• [Aim of the task]: Rewrite the rows from their beginning through the line containing "[[[0,178],[0,190],[31,190],[31,185],[25,178]]]", keeping every line, including the requests, and shifting each coordinate in the answers by -90. Leave the request lines and their format samples unchanged.

Contour labeling rows:
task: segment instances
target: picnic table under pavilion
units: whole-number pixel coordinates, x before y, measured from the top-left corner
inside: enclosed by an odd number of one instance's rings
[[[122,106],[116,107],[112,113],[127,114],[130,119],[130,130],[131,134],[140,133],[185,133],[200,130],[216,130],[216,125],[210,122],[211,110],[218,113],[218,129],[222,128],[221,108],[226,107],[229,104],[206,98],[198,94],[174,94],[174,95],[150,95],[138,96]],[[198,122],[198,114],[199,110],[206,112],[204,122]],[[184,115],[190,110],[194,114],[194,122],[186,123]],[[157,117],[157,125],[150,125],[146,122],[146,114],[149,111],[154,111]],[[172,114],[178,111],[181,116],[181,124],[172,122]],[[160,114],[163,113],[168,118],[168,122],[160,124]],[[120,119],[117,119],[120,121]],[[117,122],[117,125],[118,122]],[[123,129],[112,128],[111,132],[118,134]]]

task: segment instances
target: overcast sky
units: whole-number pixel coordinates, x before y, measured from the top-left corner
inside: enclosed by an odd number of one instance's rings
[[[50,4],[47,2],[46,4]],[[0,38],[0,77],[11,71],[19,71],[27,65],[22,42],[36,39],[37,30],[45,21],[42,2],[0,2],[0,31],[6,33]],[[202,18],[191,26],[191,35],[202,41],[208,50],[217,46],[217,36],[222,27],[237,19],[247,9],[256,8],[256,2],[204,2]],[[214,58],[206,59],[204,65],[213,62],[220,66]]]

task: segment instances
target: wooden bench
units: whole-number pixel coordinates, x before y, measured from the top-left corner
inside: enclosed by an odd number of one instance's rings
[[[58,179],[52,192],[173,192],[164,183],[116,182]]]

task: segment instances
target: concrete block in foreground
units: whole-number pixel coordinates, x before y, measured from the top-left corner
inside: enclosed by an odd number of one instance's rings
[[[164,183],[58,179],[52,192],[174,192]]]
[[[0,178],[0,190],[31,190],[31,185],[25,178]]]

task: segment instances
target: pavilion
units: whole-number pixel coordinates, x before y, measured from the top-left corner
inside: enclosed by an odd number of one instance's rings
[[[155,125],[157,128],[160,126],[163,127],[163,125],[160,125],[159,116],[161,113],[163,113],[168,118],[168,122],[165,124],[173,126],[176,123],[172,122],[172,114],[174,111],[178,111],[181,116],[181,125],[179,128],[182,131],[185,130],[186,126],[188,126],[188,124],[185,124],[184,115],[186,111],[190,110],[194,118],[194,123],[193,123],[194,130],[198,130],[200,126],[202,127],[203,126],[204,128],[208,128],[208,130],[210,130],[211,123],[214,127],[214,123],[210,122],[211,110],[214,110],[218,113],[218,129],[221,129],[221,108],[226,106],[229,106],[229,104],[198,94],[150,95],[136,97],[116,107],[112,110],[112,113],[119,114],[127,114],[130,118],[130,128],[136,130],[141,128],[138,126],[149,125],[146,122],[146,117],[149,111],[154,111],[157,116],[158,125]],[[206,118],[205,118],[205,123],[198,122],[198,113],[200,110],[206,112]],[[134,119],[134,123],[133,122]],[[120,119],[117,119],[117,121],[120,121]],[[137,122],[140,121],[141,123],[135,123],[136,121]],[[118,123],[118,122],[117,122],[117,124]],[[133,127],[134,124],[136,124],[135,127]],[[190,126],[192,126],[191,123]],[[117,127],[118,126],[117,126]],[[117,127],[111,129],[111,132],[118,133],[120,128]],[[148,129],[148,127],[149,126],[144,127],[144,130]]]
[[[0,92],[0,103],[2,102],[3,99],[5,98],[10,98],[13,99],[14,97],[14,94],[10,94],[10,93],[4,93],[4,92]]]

• [Output of the task]:
task: segment instances
target: picnic table under pavilion
units: whole-number pixel coordinates, x before y, measured from the top-left corner
inside: enclosed by an odd number of one instance's rings
[[[32,16],[26,17],[22,23],[37,24],[40,29],[40,40],[41,44],[50,43],[95,43],[110,40],[126,40],[126,35],[120,32],[121,20],[128,23],[128,39],[132,38],[131,18],[136,17],[139,14],[116,8],[108,4],[84,4],[84,5],[60,5],[48,6]],[[108,32],[108,24],[109,20],[116,22],[114,32]],[[94,25],[100,20],[104,24],[104,32],[96,33]],[[67,27],[67,35],[60,35],[56,32],[56,24],[59,21],[64,21]],[[82,24],[88,21],[91,26],[91,34],[82,32]],[[70,24],[73,23],[78,28],[78,32],[70,34]],[[30,29],[27,29],[30,31]],[[27,32],[27,35],[28,32]],[[33,39],[22,38],[21,42],[28,44]]]

task: segment instances
target: overcast sky
units: whole-number pixel coordinates, x before y, measured from the top-left corner
inside: enclosed by an odd number of one instance's rings
[[[-40,-86],[-43,-88],[-44,-86]],[[-90,-52],[-90,-13],[-79,-19],[-71,-19],[-63,-25],[-68,-48],[-54,-51],[-53,-60],[-45,-69],[-48,-88],[-90,-88],[-90,-59],[-84,-57]],[[112,-72],[101,-64],[101,-55],[112,-49],[118,-40],[127,-44],[127,-54],[132,-63],[147,-71],[157,-81],[166,-82],[166,-88],[114,-88]],[[124,-32],[116,-31],[114,-25],[123,-28],[130,-24]]]

task: segment instances
target: wooden bench
units: whole-number pixel coordinates, x before y, measured from the top-left corner
inside: enclosed by an odd number of one instance's rings
[[[-32,89],[-38,102],[83,102],[74,93],[26,92]]]

task: segment instances
target: concrete block in foreground
units: whole-number pixel coordinates, x before y, measured from the top-left corner
inside: enclosed by an odd number of one instance's rings
[[[74,93],[-32,89],[-38,102],[84,102]]]
[[[-90,88],[-90,100],[-59,100],[-59,95],[-65,88]]]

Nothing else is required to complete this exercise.